-- WHAT TO DO --
From the Soul Food letter below, print the stretch from "This is…how we" through "Book of Soul)" word for word.

-- PASSAGE SHOWN --
————
Physically Distanced but Spiritually Connected
Soul Food
A recent contribution to our ongoing chalk talk at church. Thank you Sue.
This is…how we inhabit the soul on Earth through a messy human life, living tenderly and authentically enough that we can be who we are everywhere and create a path to what matters. (Mark Nepo, The Book of Soul)
Dear Mayfield,
The last Sunday that we were in-person with one another, March 8, 2020, the Second Sunday in Lent, we came face to face with Nicodemus in the third chapter of the Gospel of John. Nicodeumus, who came to see Jesus under the cover of night’s darkness, wanted to know how one could be born again after one had grown. At the very beginning of his new book, The Book of Soul, Mark Nepo writes this: “After being born physically, we unfold within a second womb, meant to incubate our better angel. The second womb is an experiential one that, through the labor of a lifetime, births the soul of Earth.” My long-time colleague and friend Sheldon is a UCC pastor and a Jungian analyst. Once when a small group of us, all within a decade of one another in age, were having the I-don’t-feel-this-old-inside conversation, she simply reminded us that our souls are ageless. I have been pondering all of this since Diana texted Sue’s beautiful chalk talk illustration and am going to pose a few questions for us regarding soul and how it is nourished from day to day . Questions open us up to exploration. They aren’t a quick fix. Or as Nepo suggestions, questions can be doorways.
- How does your sense of kinship, of belonging to the earth, deepen your sense of self, humus and humanity, and your self’s connection to a wider web of life?
- Parker Palmer often writes about a life soaked in your soul as an undivided life. Are you growing in your capacity to live life aligned with the inner truth(s) you carry? Specifics?
————
-- DATA SECTION --
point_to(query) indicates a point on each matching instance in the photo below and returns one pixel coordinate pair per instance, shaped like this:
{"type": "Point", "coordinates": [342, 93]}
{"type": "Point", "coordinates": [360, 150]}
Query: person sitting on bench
————
-- RESULT OF THIS EXERCISE --
This is…how we inhabit the soul on Earth through a messy human life, living tenderly and authentically enough that we can be who we are everywhere and create a path to what matters. (Mark Nepo, The Book of Soul)